> [GIVEN EXERCISE] Copy the records below word for word, leaving out the pictures.

> [THE INPUT]
___
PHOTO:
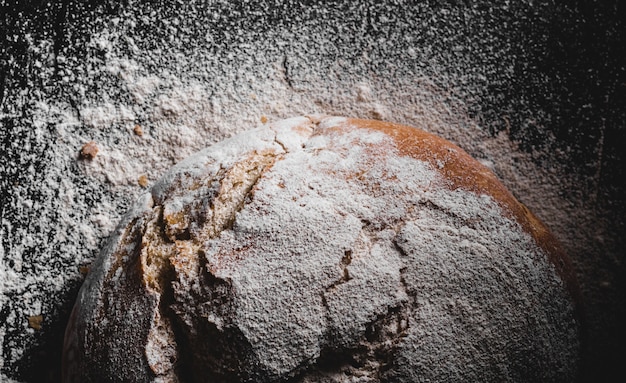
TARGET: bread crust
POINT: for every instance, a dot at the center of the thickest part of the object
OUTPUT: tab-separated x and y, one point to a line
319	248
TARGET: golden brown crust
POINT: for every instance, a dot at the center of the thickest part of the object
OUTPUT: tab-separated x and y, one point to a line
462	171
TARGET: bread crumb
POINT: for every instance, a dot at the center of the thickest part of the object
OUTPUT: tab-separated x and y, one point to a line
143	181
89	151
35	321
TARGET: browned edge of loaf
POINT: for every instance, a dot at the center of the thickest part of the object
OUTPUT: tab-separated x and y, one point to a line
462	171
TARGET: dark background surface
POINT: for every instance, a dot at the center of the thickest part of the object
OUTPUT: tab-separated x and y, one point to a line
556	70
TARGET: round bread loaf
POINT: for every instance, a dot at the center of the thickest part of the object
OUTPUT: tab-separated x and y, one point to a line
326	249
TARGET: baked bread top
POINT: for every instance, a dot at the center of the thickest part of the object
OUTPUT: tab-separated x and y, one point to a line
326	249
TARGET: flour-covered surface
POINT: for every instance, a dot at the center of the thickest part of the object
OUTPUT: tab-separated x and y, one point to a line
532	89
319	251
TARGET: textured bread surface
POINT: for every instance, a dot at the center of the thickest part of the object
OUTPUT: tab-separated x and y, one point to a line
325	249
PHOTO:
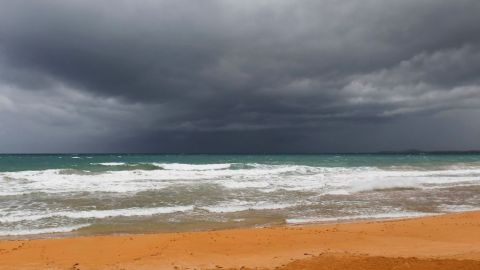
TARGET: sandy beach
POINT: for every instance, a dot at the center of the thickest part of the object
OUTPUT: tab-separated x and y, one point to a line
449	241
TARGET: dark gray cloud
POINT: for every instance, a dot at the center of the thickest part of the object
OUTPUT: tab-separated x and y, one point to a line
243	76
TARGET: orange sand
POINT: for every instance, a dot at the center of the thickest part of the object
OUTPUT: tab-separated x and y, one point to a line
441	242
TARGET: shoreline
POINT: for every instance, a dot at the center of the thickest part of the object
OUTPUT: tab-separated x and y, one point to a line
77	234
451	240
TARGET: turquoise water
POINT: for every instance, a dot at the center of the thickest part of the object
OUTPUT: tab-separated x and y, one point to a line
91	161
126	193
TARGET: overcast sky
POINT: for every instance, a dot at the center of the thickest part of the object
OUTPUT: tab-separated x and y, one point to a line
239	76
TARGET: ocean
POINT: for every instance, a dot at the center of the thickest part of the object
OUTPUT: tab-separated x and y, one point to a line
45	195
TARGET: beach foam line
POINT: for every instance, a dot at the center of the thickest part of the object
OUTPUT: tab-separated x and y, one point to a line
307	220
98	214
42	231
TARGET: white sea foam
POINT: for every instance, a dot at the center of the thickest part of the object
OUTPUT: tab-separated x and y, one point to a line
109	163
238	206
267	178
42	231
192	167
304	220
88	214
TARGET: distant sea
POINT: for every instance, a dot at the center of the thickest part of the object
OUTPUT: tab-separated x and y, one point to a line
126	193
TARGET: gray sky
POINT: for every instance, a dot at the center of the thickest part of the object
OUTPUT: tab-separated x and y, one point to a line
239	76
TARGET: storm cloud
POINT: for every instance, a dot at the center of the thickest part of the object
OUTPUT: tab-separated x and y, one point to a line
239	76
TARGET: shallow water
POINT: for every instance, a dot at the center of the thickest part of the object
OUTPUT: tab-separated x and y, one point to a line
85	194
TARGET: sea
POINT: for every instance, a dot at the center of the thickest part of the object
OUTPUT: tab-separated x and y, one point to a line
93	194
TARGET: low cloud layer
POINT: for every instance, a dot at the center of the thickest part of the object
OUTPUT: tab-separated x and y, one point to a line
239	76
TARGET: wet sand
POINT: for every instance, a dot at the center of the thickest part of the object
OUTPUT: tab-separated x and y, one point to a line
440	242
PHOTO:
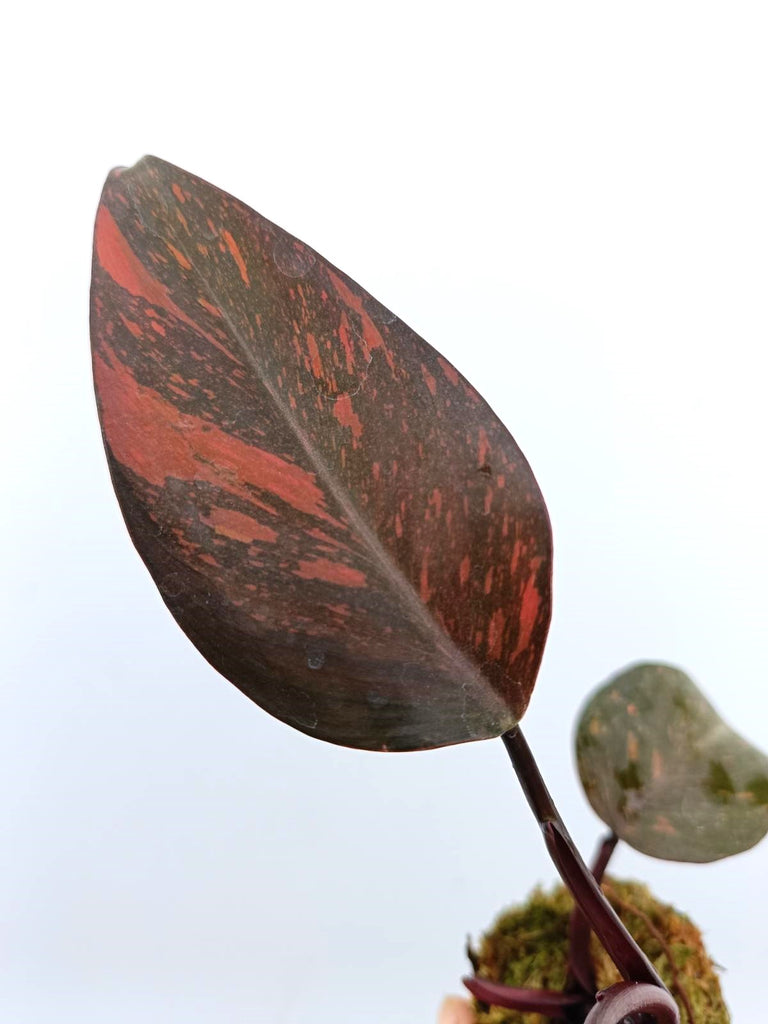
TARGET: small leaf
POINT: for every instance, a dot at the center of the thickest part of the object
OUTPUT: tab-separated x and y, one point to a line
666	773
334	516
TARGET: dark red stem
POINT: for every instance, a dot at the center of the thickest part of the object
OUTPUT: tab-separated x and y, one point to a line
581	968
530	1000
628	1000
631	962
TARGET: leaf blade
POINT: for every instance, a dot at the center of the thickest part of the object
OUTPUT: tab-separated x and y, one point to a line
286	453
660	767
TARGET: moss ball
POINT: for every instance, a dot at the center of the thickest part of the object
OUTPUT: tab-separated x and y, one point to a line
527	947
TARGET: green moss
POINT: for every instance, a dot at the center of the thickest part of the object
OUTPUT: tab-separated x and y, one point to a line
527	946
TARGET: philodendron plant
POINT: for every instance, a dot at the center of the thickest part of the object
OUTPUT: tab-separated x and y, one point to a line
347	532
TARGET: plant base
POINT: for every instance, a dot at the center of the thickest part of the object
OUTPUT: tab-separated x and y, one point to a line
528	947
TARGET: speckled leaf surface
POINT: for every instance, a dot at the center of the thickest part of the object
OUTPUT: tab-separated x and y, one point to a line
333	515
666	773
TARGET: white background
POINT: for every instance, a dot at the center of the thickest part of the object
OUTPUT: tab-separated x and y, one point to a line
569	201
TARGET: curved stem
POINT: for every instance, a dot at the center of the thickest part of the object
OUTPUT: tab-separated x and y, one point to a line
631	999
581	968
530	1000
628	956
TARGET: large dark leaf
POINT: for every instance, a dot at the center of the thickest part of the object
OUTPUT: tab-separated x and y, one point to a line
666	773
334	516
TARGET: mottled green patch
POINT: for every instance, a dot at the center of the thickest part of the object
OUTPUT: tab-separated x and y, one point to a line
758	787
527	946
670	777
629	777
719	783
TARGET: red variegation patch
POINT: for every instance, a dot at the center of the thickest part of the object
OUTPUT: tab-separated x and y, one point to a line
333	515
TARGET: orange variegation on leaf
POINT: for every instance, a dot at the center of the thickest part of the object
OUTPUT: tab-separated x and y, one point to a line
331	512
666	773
___
> [SOLUTION TO THIS TASK]
PHOTO:
TARGET: bread crust
POINT: for every instance, a dot at the center of the thickest part of the object
OUTPUT: tab-separated x and y, one point to a line
319	248
TARGET: golden brown crust
POINT: for every instance, a dot at the center of the thickest part of the object
OUTPUT: tab-separated x and y, one point to a line
462	171
TARGET: bread crumb
POINT: for every instance, a dot at the center of the thickest part of the object
OUTPUT: tab-separated x and y, one point to a line
143	181
89	151
35	321
TARGET: browned edge of loaf
POINT: for every instance, a dot at the center of the thickest part of the object
OUTPUT: tab-separated x and y, one point to a line
462	171
TARGET: dark background surface
POINT: for every instance, a dot at the center of the thickest part of the object
OUTPUT: tab-separated x and y, one point to a line
556	70
TARGET: round bread loaf
POINT: for every instance, a dot at the center of the thickest part of the object
OUTPUT: tab-separated x and y, one point to a line
326	249
TARGET: baked bread top
POINT: for every instance, a dot at the center of the thickest part of the object
OUTPUT: tab-separated x and y, one point to a line
326	249
TARGET: flour-covered surface
POINT: for every instance, a dot at the center of the thickest part of the object
OUTPUT: tab-separated x and y, one point to a line
532	89
319	251
TARGET: textured bread surface
POINT: for every instance, a dot at the center of the thickest part of the object
OUTPUT: tab-separated x and y, one point to a line
325	249
PHOTO:
TARGET: sandy beach
POINT: for every instance, a dot at the center of the thickest part of the object
OUTPUT: tab-separated x and y, one point to a line
449	241
TARGET: dark gray cloud
POINT: for every instance, a dot at the center of the thickest part of the object
OUTPUT: tab-separated x and y, one point to a line
243	76
TARGET: orange sand
POINT: for every instance, a dot at the center of the thickest part of the object
OUTPUT: tab-separated x and y, one point to a line
441	242
TARGET: shoreline
POINT: for every instance, a dot at the center of the thickest part of the object
OUTPUT: tab-separated x and y, one point to a line
77	234
451	240
TARGET: turquoise water
POINT: for every instance, a dot at the center of the thickest part of the object
OUTPUT: tab-separated x and y, one point to a line
91	161
126	193
TARGET: overcast sky
POINT: for every instance, a dot at the center of the thickest part of the object
OUTPUT: tab-separated x and y, one point to a line
239	76
TARGET: ocean
POINT: for every instance, a dot at the center of the thickest part of the object
OUTPUT: tab-separated x and y, one point to a line
45	195
TARGET: beach foam line
POINT: for every instance, a dot at the center of the thickest part of the object
OUTPUT: tab-separated x and y, one point to a line
307	220
98	214
42	231
TARGET: white sea foam
POINT: for every instance, a dot at the center of the thickest part of the object
OUTPUT: tab-separated x and y, one point to a line
109	163
238	206
267	178
42	231
192	167
304	220
88	214
TARGET: distant sea
POINT: for every instance, a dot at the center of the thickest part of the object
OUTPUT: tab-separated x and y, one point to a line
126	193
TARGET: gray sky
POINT: for every instance, a dot at the center of the thickest part of the object
OUTPUT: tab-separated x and y, one point to a line
239	76
TARGET: storm cloud
POINT: for every instance, a dot at the center of the thickest part of the object
OUTPUT: tab-separated x and y, one point to a line
239	76
TARGET: shallow water
POINT: for every instance, a dot at the center of the thickest part of the object
OUTPUT: tab-separated x and y, one point to a line
85	194
TARGET: sea
POINT: for every instance, a dot at the center of the thickest part of the object
OUTPUT: tab-separated x and y, one point to a line
93	194
TARGET: low cloud layer
POINT: for every instance, a dot at the center of the thickest part of the object
OUTPUT: tab-separated x and y, one point to a line
239	76
TARGET: wet sand
POINT: for every instance, a dot at the center of the thickest part of the object
OUTPUT: tab-separated x and y, one point to a line
440	242
PHOTO:
TARGET: small leaf
POINT: for every instance, a dot at the center of the thickest part of the object
OUTPUT: tab-separated x and y, one point to a line
666	773
334	516
TARGET: dark red stem
POINT: for every instance, a dot at the center of the thickest part of the object
OUTPUT: tab-separated x and y, one point to a line
581	968
530	1000
628	1000
631	962
TARGET: leaf blade
POINT: for every instance, a dot at the center of the thickest part of the object
OUTPUT: tab-separated x and y, one point to a line
286	453
660	767
TARGET: moss ball
POINT: for every instance, a dot at the center of the thickest part of the object
OUTPUT: tab-separated x and y, one point to a line
527	947
TARGET: green moss
POINT: for every instance, a dot at the center of the thickest part of the object
OUTPUT: tab-separated x and y, one point to a line
527	946
TARGET: philodendron plant
POINT: for every instance, a dot at the center of the thickest part of the object
OUTPUT: tab-separated x and y, one point to a line
347	532
TARGET: plant base
POINT: for every instance, a dot at the center of the thickest part of the object
OUTPUT: tab-separated x and y, one point to a line
528	947
TARGET: speckled leaf surface
POINT: for every instance, a dot at the center of the thickest part of the object
OUTPUT: tab-separated x and y, one point to a line
333	515
666	773
TARGET: white background
POINT: for every instance, a dot at the center of the thickest part of the object
OUTPUT: tab-separated x and y, one point to a line
569	201
TARGET: curved stem
POINT: for every instance, a dot at the center of the thickest part of the object
OUTPUT: tab-separated x and y, one point to a line
631	999
581	968
530	1000
628	956
TARGET: large dark leaf
POINT: for every instance, a dot at the center of the thickest part of the object
OUTPUT: tab-separated x and y, one point to a line
666	773
334	516
TARGET: mottled green patch
POINT: for every instance, a dot at the center of the thickest part of the object
OUTPUT: tab-separated x and y, one point to a line
758	787
527	946
670	777
629	777
719	783
TARGET: red variegation patch
POINT: for every instance, a dot at the center of the thickest part of the object
OUTPUT: tab-separated x and y, one point to a line
333	515
TARGET: orange variegation on leaf
POINT: for every instance, a dot at the center of the thickest part of the object
OUTPUT: tab-separated x and y, one point to a line
331	512
666	773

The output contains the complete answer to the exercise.